Source document START

BY COLETTE DERWORIZ, CALGARY HERALD

A debate over wolf bounties in Alberta is heating up as experts criticize the province for allowing private groups to offer incentives to kill hundreds of wolves in recent years.

The concern, which was first raised by conservationists in the spring, is that there’s no accountability for wolf management in the province.

“The bounty issue is archaic,” said Lu Carbyn, a wolf specialist who’s making a submission on Alberta’s bounties at a meeting of the International Union for Conservation of Nature. “Bounties don’t … solve a problem. Basically, what you do is kill at random, get the money for it, and whether it does a good job or not is beside the point.

“It’s basically a willy-nilly killing of predators.”

Carbyn, an adjunct professor with the University of Alberta and a retired research scientist with the Canadian Wildlife Service, said Alberta is one of the few jurisdictions in North America that still allows a wolf bounty.

Alberta Environment and Sustainable Resource Development said it has a wolf management plan, which lays out objectives for the species in the province.

“We have a number of goals for wolf populations,” said provincial carnivore specialist Nathan Webb, noting it includes maintaining the animals both for esthetic and ecological value, and for hunting and trapping.

It also acknowledges challenges such as wolves’ predation on livestock and threatened caribou herds.

Webb said the province tries to balance all of the competing interests through its management framework, but it doesn’t prevent wolf bounties.

“It’s not something that is prohibited, but it’s not something we provide as the provincial government,” he said. “The ones that are in place are either provided by private groups or municipal governments.”

Source document END
Source material START

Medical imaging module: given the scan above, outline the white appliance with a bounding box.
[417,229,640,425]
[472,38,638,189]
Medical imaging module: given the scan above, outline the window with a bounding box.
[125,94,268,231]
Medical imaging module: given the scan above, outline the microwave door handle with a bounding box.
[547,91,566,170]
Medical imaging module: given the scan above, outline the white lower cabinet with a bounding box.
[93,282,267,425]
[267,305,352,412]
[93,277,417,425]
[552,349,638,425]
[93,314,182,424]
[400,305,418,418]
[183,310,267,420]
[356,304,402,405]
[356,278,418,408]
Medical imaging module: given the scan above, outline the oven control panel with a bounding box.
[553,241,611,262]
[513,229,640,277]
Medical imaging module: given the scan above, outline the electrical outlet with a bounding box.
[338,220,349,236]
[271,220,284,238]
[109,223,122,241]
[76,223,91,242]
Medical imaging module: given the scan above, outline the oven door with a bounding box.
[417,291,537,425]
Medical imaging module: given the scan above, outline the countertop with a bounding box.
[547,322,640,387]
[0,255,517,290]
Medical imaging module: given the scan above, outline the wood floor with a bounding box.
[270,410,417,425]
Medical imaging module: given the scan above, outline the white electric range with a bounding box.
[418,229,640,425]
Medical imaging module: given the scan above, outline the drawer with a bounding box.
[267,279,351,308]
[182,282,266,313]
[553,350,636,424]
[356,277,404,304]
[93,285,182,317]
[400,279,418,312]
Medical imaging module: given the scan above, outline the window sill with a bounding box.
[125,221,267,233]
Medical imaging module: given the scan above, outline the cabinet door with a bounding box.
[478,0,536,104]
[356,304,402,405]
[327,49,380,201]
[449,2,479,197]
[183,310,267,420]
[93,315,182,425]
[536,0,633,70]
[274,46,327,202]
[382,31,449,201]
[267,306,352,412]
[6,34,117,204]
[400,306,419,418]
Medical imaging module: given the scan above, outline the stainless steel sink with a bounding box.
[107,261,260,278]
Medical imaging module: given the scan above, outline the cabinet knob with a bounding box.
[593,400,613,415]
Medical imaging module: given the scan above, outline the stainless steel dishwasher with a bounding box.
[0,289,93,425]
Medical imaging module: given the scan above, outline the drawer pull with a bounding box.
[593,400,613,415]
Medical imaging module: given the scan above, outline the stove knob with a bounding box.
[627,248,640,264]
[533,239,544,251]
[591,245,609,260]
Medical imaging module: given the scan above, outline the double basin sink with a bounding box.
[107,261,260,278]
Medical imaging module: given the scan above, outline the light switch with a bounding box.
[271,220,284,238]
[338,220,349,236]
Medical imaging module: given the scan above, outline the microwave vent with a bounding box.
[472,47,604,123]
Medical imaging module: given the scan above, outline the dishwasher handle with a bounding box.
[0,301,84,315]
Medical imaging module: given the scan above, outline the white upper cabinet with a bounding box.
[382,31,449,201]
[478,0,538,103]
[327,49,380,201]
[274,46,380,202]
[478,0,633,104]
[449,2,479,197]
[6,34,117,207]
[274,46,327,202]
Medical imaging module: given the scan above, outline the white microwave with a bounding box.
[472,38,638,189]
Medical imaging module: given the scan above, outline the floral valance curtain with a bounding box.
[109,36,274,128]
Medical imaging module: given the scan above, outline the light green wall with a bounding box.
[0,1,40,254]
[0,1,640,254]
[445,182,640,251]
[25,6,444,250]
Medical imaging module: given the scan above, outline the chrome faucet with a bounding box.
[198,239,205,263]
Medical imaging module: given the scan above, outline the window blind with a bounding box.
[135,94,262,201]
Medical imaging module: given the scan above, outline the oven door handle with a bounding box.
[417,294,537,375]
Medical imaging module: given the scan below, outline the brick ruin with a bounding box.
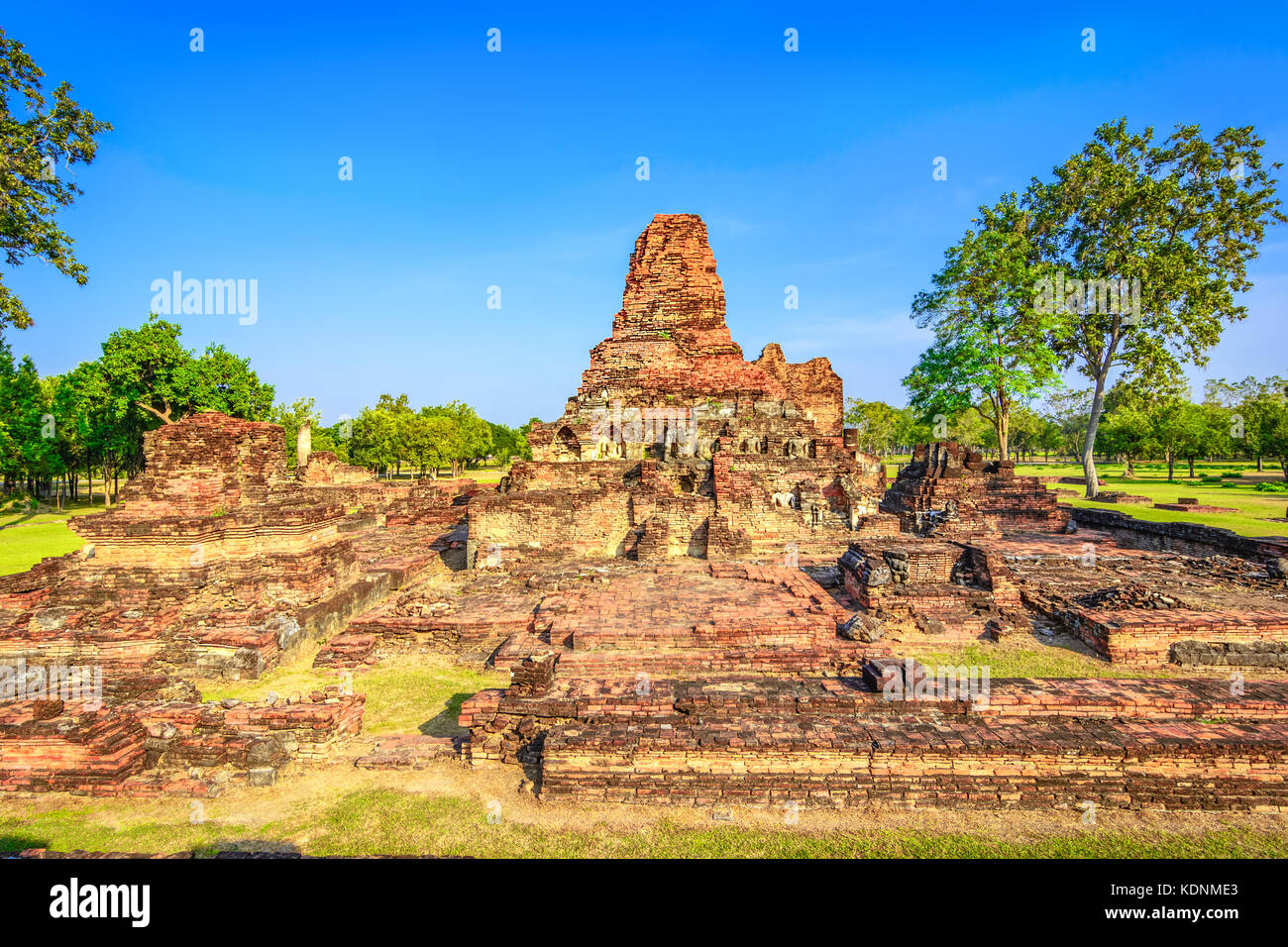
[467,214,885,566]
[0,414,473,795]
[0,215,1288,811]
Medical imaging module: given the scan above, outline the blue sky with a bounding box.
[0,0,1288,424]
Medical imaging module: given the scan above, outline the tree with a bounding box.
[845,398,901,456]
[1045,119,1288,496]
[420,401,492,476]
[1100,403,1160,476]
[903,193,1064,460]
[0,29,112,333]
[268,398,329,467]
[98,314,273,424]
[1205,374,1288,472]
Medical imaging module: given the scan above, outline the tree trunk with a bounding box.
[1082,369,1109,500]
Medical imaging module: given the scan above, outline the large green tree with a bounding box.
[1040,119,1288,496]
[903,193,1064,459]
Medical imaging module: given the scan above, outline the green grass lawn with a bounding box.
[0,504,95,576]
[0,777,1288,858]
[1017,462,1288,536]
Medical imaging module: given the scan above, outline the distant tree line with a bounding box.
[0,316,531,504]
[905,119,1288,496]
[845,376,1288,480]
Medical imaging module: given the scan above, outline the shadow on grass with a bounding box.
[0,835,49,856]
[416,691,474,737]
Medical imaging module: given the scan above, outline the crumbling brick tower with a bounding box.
[469,214,885,565]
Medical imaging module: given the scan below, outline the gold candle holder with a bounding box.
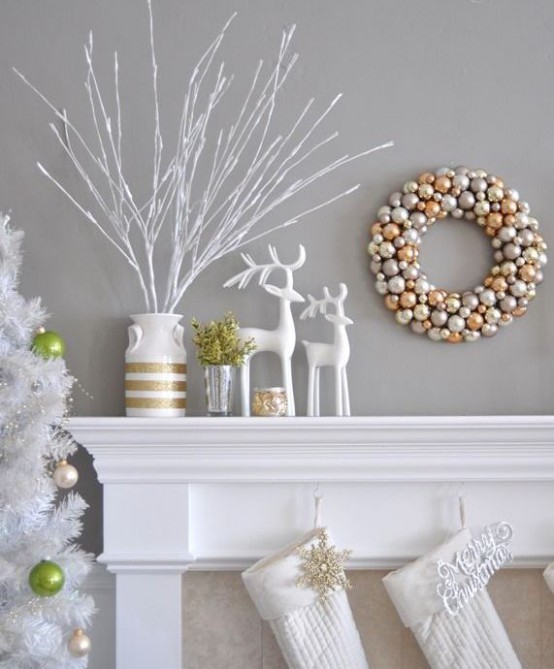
[252,388,287,416]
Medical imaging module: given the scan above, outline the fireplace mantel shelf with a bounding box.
[70,416,554,483]
[69,416,554,669]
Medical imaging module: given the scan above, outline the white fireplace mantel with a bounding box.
[69,416,554,669]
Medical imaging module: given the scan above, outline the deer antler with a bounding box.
[223,244,306,290]
[300,283,348,320]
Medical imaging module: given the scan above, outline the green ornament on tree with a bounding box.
[29,560,65,597]
[33,330,65,358]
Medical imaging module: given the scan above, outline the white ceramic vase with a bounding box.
[125,314,187,417]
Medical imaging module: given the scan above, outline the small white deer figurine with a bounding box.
[223,244,306,416]
[300,283,353,416]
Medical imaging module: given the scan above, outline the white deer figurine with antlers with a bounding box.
[223,244,306,416]
[300,283,353,416]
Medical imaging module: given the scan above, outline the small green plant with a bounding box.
[191,311,256,367]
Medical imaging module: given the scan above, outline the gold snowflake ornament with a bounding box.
[296,529,352,604]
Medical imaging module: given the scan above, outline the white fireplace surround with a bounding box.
[69,416,554,669]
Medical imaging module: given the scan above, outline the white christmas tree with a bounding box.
[0,214,94,669]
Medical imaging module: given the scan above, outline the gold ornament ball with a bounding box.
[67,629,91,657]
[52,460,79,490]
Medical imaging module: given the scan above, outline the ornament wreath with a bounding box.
[367,167,547,344]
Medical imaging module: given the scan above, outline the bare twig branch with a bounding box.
[16,5,392,313]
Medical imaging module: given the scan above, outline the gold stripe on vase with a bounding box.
[125,397,187,409]
[125,362,187,374]
[125,379,187,392]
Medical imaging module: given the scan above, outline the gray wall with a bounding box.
[0,0,554,550]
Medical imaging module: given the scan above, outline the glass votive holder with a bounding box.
[252,388,287,416]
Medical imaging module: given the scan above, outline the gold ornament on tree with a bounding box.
[296,529,352,604]
[52,460,79,490]
[67,629,91,657]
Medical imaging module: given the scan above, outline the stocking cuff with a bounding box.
[383,529,471,627]
[242,528,328,620]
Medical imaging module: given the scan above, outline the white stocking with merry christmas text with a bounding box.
[383,529,521,669]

Source material END

■ Work instruction A
Rewrite the passage of the Alberta wolf bounty article from "Carbyn, an adjunct" up to and including "threatened caribou herds.", changing "carnivore specialist" to "wildlife biologist".
■ Work instruction B
According to the Alberta wolf bounty article, at whose meeting is Lu Carbyn making a submission on Alberta's bounties?

■ Result A
Carbyn, an adjunct professor with the University of Alberta and a retired research scientist with the Canadian Wildlife Service, said Alberta is one of the few jurisdictions in North America that still allows a wolf bounty.

Alberta Environment and Sustainable Resource Development said it has a wolf management plan, which lays out objectives for the species in the province.

“We have a number of goals for wolf populations,” said provincial wildlife biologist Nathan Webb, noting it includes maintaining the animals both for esthetic and ecological value, and for hunting and trapping.

It also acknowledges challenges such as wolves’ predation on livestock and threatened caribou herds.

■ Result B
The International Union for Conservation of Nature.